Le moment où jamais d’avouer, dans la torpeur du week end le plus « off » de l’année. Autour de moi, ni Jaurès, ni Mosco, ni Martine, la haute pile des numéros spéciaux « collections » dont je m’offre un exemplaire ici chaque année depuis des lustres.

J’adore la mode. Ca y est, c’est dit. J’adore la mode, pas pour m’y conformer (je porte toujours la robe rouge de mon bac et la jupe plissée de ma thêse de médecine), mais pour la renifler, sentir derrière les couleurs et les formes un peu de l’air du temps, de la place de la femme dans cet air-là, de la manière de donner du style à à peu près n’importe quoi.

Résultat : une haute pile de « Vogue » ou de « L’officiel », depuis trente ou quarante ans, dont je feuillette toujours l’un ou l’autre, en plus de celui de l’année. Dans une autre vie (j’en ai déjà plusieurs de promises à mille activités), je serai chroniqueuse de mode. Le vocabulaire m’enchante, d’une époustouflante variété et il fait sans aucun doute partie de la mode, comme la maniière de nommer les plats fait partie de la cuisine. Dans les deux cas, c’est d’ailleurs mon point le plus fort. Rien que pour les chaussures, les mots rempliraient une armoire, avec chaque année de nouveaux venus. Pour les amateurs, j’annonce que cette année ce sont les « plates-formes » qui tiennent le haut du pavé.

• **Extrait des données**:
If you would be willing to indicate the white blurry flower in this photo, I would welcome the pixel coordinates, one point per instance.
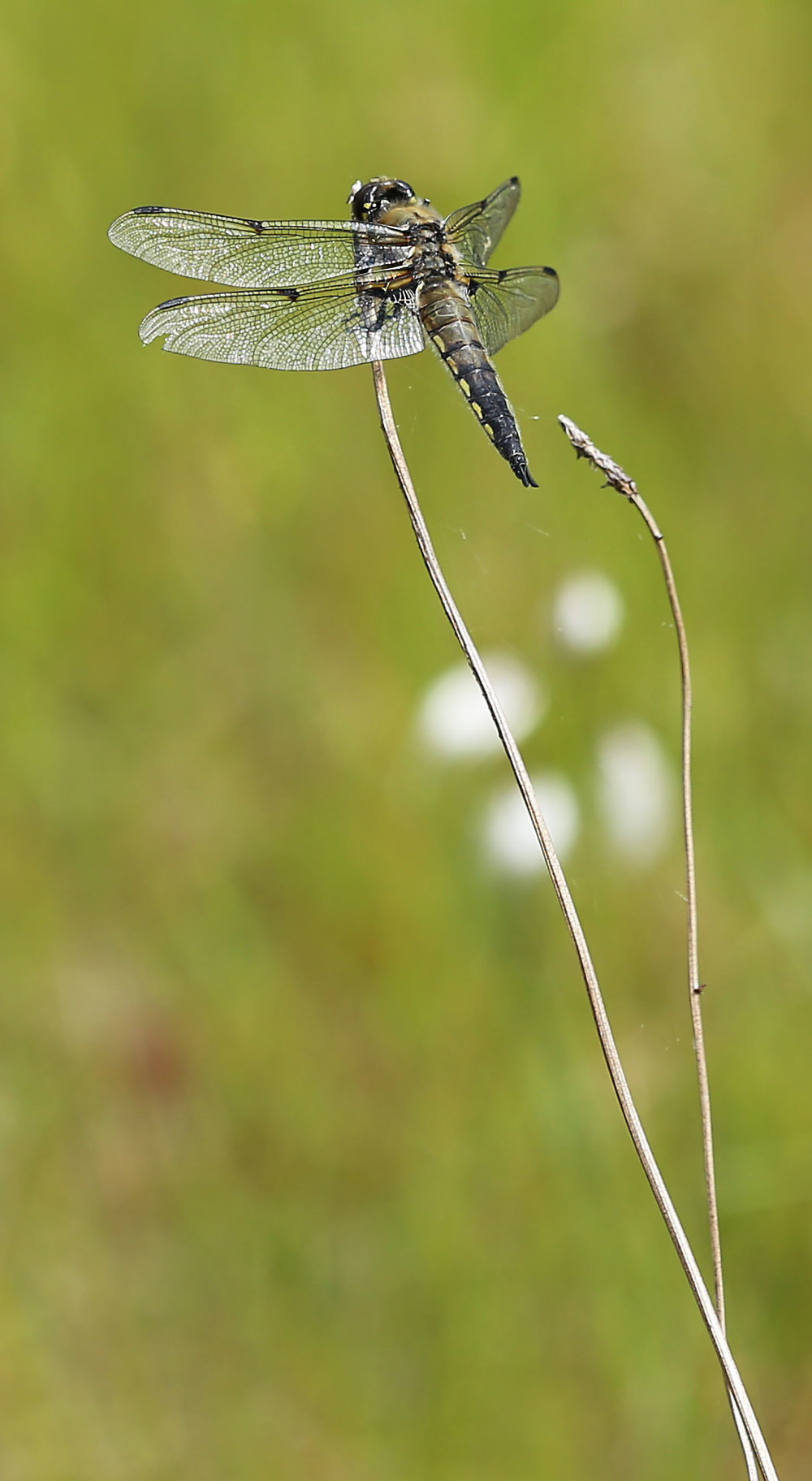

• **Consigne 1**: Extrayez du texte sur la mode, à l'identique, le passage allant de « J’adore la mode. » à « près n’importe quoi. ».
• **Consigne 2**: D'après le texte sur la mode, quelles chaussures tiennent le haut du pavé cette année ?
• **Consigne 3**: Poursuivez le texte sur la mode à la suite de sa dernière phrase.
Les données constituent un matériau distinct du texte sur la mode.

• **Résultat 1**:
J’adore la mode. Ca y est, c’est dit. J’adore la mode, pas pour m’y conformer (je porte toujours la robe rouge de mon bac et la jupe plissée de ma thêse de médecine), mais pour la renifler, sentir derrière les couleurs et les formes un peu de l’air du temps, de la place de la femme dans cet air-là, de la manière de donner du style à à peu près n’importe quoi.

• **Résultat 2**: Les « plates-formes ».

• **Résultat 3**:
Une surprise dans ma flânerie de fashion-victim d’un jour. Une interview de Carla Bruni, datant d’aout 2007 : « Je veux être mondialement célèbre et reconnue. Je sais, ce n’est pas facile, mais je ne travaille que pour ça. Mais attention, je ne veux pas être reconnue pour les raisons que l’on croit, je le veux pour des raisons aimables ».

Plus loin, en réponse à la question « Vous aimez faire partie du gratin ? »: « J’aimerais faire partie d’un certain gratin » (jusque-là, c’est gagné) « celui des gens très justes, très généreux, très bons » (ça se gâte un peu) « des gens qui savent tout le temps changer de vie » (attendons, donc). « Mais ce n’est pas vraiment le gratin, ça, car le gratin est lié à une position sociale. J’aimerais faire partie des gens qui n’ont aucun sens social ».

La phrase est suffisamment équivoque pour qu’on lui accorde quelque crédit.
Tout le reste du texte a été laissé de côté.